What you need to do: Reproduce the records verbatim, starting at the line that contains "Annotate any visible wooden" and continuing through the last line of the records.

>> start Records for this exercise

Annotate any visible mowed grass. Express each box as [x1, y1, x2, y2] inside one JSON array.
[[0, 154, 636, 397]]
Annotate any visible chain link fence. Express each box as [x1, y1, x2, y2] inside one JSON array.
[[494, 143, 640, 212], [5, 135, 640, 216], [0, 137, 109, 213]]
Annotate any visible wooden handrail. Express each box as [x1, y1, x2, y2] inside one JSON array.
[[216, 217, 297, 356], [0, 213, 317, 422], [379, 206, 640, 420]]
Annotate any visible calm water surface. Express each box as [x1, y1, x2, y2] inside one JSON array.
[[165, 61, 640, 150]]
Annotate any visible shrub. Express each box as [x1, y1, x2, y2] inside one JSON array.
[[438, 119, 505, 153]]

>> end Records for this exercise

Answer for this exercise:
Annotate any visible wooden handrail. Express each box as [x1, y1, x2, y2] inside one JSON array.
[[216, 217, 297, 356], [0, 213, 317, 422], [379, 206, 640, 420]]
Annotate any visible calm water surface. Express each box as [x1, y1, x2, y2] inside one JSON array.
[[165, 61, 640, 150]]
Annotate any visible shrub. Express each box as [x1, y1, x2, y2] inside one JSON array.
[[438, 119, 505, 153]]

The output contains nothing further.